◆ Extract provided
+===+
The second half of this murder book brings us back to the present.  The bodies of the two girls have been found, and Davenport is determined to reinsert himself into the case.

He can hardly help himself.  The two dead girls haunt him even in his dreams.  He sees "their bony smiles through the yellow plastic at the bottom of the condo excavation."

Technically, this case belongs to the Minneapolis PD, and Davenport's friend and former associate, Marcy Sherrill.

There is the traditional rivalry between agencies.  In this situation it is the Bureau of Criminal Apprehension vs. The Minneapolis and St. Paul police departments.

This is all complicated by the fact that Davenport genuinely likes and respects Sherrill.  There is much history between the two.  He worked with her when he was with Minneapolis.  They also had a brief love affair at some point.  She's a rough and tumble veteran cop who more than proved herself back in the days when women in the force were at best tolerated.

Davenport must taper his excitement for the hunt, mindful not to step on the toes of Sherrill, whom he feels does not share his enthusiasm.  He just knows that Del and he will give this cold case the attention that it deserves.

It is in the second half of this murder book that we are finally introduced to the real killer.  This man is a grossly over-weight, under-achiever, who has never succeeded at anything he's attempted.

He's sleep-deprived, and Xanax addicted.  His computer is filled with child pornography, and on top of everything else, he is flat broke.  He targets young girls, or women, who look very young.  There is no remorse inside him, even when he kills one of his own relatives.

He has a turned-down pout of a mouth which says:  "I'm mad at the world which is forever disappointing me."
+===+
◆ Material provided
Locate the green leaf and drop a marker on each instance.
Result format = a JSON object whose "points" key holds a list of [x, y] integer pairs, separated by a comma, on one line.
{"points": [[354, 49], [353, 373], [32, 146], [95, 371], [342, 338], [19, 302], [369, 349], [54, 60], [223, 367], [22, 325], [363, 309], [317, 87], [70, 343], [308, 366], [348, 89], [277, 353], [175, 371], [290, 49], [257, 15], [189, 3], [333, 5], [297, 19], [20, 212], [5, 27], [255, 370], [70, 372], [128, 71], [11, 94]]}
+===+
◆ Exercise
According to the murder book review, what drug is the killer addicted to? The lines have no connection to the murder book review.

◆ Answer box
Xanax.